WRITTEN REQUEST:
Your task is to repeat the records exactly from the line containing "For each instance of the church entrance" onward, through the final line.

>>>

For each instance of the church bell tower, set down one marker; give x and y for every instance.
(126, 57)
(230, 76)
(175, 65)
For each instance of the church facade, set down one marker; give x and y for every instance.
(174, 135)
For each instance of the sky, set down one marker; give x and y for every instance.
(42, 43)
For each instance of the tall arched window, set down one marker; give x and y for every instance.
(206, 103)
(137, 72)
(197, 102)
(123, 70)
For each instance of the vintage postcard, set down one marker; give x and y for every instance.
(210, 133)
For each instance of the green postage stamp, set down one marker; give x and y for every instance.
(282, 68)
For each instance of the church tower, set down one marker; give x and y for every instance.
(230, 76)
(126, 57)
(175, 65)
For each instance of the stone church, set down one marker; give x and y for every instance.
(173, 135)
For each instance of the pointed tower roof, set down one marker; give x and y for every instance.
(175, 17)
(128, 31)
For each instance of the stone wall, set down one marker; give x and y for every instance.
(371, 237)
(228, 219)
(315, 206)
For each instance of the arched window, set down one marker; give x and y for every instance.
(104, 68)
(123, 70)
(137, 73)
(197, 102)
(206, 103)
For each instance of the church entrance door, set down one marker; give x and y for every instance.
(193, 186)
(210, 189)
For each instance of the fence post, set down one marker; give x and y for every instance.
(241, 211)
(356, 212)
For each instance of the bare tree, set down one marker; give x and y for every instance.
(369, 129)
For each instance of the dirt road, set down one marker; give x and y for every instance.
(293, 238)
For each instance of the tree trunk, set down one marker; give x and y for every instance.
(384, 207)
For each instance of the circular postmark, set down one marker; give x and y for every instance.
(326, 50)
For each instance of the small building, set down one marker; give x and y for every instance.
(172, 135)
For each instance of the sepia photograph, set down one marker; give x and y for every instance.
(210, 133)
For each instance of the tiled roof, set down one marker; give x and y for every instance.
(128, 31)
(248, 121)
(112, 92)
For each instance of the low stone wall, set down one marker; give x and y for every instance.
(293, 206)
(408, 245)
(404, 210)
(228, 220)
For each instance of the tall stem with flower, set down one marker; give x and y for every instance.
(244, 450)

<<<

SOLUTION BELOW:
For each instance of the church entrance door, set down one marker; give x and y for every instance.
(193, 186)
(210, 189)
For each instance of the fence post, set down one marker; give x and y for every instance.
(241, 211)
(356, 212)
For each instance of the bare tree, set down one marker; give x and y for every instance.
(369, 129)
For each instance of the dirt road, set down one marker; give x and y for every instance.
(293, 238)
For each instance of the tree trunk, set down one marker; give x and y for every instance.
(384, 207)
For each instance of the circular postmark, set down one marker; give x and y for every instance.
(326, 50)
For each instance of the small building, set down one marker; give x and y for every instance.
(172, 135)
For each instance of the sepia photograph, set down one marker; give x and y for every instance.
(210, 133)
For each instance of the tiled roof, set down one marker; give x and y for every instance.
(128, 31)
(248, 121)
(112, 92)
For each instance of the low stone wall, set down one marker; give x and y for every instance.
(293, 206)
(408, 245)
(404, 210)
(228, 220)
For each instance of the tall stem with flower, set down one marker; give x and y for every instance.
(244, 450)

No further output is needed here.